### DOCUMENT TEXT
________________________
Weird c++ copy constructor without default constructor [duplicate]

Question

Me and a colleague of mine had a debate about wether

Pt pt;

and

Pt pt = Pt(); 

are equivalent. I suspected that in the second case copy assignment could be called, but as it turns out it isn't the case.

As we ran our little experiment I decided to test a weird bit, that my colleague thought wouldn't even compile:

//here the compiler calls a copy constructor and doesn't call the default constructor prior to that
// O_o
Pt pt = pt;

Here is a working sample: http://ideone.com/XmJSz7

So, the question is - what goes on in:

Pt pt = pt;

Answer 1

Constructions like type object = something call copy constructors, not assignment operators

Having this in mind, here's what happens:

1. Pt pt = -> at this point, Pt object is created, named pt (nothing is initialized at this point)
2. = pt; -> at this point, pt's copy constructor is called with argument - itself (pt)
3. as pt is created BUT not initialized (in 1.), this is (kinda) valid - pt's copy constructor (in 2.) will be "properly" executed, taking as right-hand-side argument the already existing and uninitialized object pt (from 1. again)

Shortly - this is bad.

It's worth noting, that if the pt object is global or static, it will be default-initialized at step 1. - after reaching the =.

EDIT: regarding the initial "puzzle" Pt pt = Pt();, you can see this question: Is there a difference in C++ between copy initialization and direct initialization? and its accepted answer. And this one seems interesting, too: How variable is initialized by default constructor in c++
________________________
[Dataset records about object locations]
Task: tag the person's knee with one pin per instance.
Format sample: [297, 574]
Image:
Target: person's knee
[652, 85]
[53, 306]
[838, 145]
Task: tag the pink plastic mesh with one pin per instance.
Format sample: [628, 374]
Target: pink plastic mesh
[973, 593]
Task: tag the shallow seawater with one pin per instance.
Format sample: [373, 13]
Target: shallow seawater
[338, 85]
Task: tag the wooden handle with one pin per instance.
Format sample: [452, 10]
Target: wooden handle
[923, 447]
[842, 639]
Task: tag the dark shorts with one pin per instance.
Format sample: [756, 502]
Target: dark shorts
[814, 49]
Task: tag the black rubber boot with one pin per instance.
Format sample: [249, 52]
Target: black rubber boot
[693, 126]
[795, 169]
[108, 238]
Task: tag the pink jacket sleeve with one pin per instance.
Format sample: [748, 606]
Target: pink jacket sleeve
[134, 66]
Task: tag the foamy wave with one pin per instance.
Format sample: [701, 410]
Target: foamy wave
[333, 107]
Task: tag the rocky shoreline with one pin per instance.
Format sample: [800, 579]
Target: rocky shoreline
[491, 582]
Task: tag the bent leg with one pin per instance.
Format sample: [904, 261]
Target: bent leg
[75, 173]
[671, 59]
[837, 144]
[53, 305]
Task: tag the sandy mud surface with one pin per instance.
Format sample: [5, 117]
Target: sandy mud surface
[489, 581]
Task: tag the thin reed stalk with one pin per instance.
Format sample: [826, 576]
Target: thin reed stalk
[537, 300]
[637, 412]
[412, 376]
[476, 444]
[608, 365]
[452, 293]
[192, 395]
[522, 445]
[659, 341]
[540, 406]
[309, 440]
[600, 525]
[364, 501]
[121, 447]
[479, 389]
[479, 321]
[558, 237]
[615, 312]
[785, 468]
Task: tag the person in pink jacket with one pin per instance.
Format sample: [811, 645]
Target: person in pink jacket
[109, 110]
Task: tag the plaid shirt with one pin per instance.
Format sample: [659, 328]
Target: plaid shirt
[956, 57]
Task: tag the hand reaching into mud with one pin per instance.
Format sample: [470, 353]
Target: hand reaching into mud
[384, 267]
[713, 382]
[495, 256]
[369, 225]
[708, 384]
________________________
### COMPLETE THE FOLLOWING
1. Rewrite the thread's paragraph that begins "EDIT: regarding the initial" as a short bulleted list, keeping its main facts.
2. Rescale the listing by reproducing all of its lines, tasks and format samples included, with every answer coordinate multiplied by 2.5 and rounded to a whole number, halves rounding up.

### RESPONSES
1.
- It concerns the initial "puzzle" Pt pt = Pt();.
- For that, see the question "Is there a difference in C++ between copy initialization and direct initialization?" and its accepted answer.
- "How variable is initialized by default constructor in c++" is also worth a look.

2.
Task: tag the person's knee with one pin per instance.
Format sample: [297, 574]
Image:
Target: person's knee
[1630, 213]
[133, 765]
[2095, 363]
Task: tag the pink plastic mesh with one pin per instance.
Format sample: [628, 374]
Target: pink plastic mesh
[2433, 1483]
Task: tag the shallow seawater with one pin per instance.
Format sample: [373, 13]
Target: shallow seawater
[845, 213]
Task: tag the wooden handle with one pin per instance.
Format sample: [452, 10]
Target: wooden handle
[2308, 1118]
[2105, 1598]
Task: tag the dark shorts with one pin per instance.
Format sample: [756, 502]
Target: dark shorts
[2035, 123]
Task: tag the black rubber boot with one pin per instance.
Format sample: [249, 52]
Target: black rubber boot
[1733, 315]
[1988, 423]
[270, 595]
Task: tag the pink jacket sleeve with one pin per instance.
Format sample: [748, 606]
Target: pink jacket sleeve
[335, 165]
Task: tag the foamy wave with one pin per instance.
Format sample: [701, 410]
Target: foamy wave
[833, 268]
Task: tag the rocky shoreline with one pin per instance.
Format sample: [800, 579]
Target: rocky shoreline
[1228, 1455]
Task: tag the bent leg with one pin per instance.
Format sample: [904, 261]
Target: bent leg
[188, 433]
[1678, 148]
[2093, 360]
[133, 763]
Task: tag the sandy mud surface with one pin per instance.
Format sample: [5, 117]
Target: sandy mud surface
[1223, 1453]
Task: tag the thin reed stalk with one pin per instance.
Format sample: [826, 576]
Target: thin reed stalk
[1343, 750]
[1593, 1030]
[1030, 940]
[1190, 1110]
[1520, 913]
[1130, 733]
[480, 988]
[1305, 1113]
[1648, 853]
[1350, 1015]
[773, 1100]
[1500, 1313]
[910, 1253]
[303, 1118]
[1198, 973]
[1198, 803]
[1395, 593]
[1538, 780]
[1963, 1170]
Task: tag the person in pink jacket with one pin per instance.
Format sample: [811, 645]
Target: person in pink jacket
[273, 275]
Task: tag the plaid shirt with one pin per instance.
Format sample: [659, 328]
Target: plaid shirt
[2390, 143]
Task: tag the hand reaching into mud with one pin per instance.
Format sample: [470, 353]
Target: hand reaching into mud
[960, 668]
[1783, 955]
[1238, 640]
[923, 563]
[1770, 960]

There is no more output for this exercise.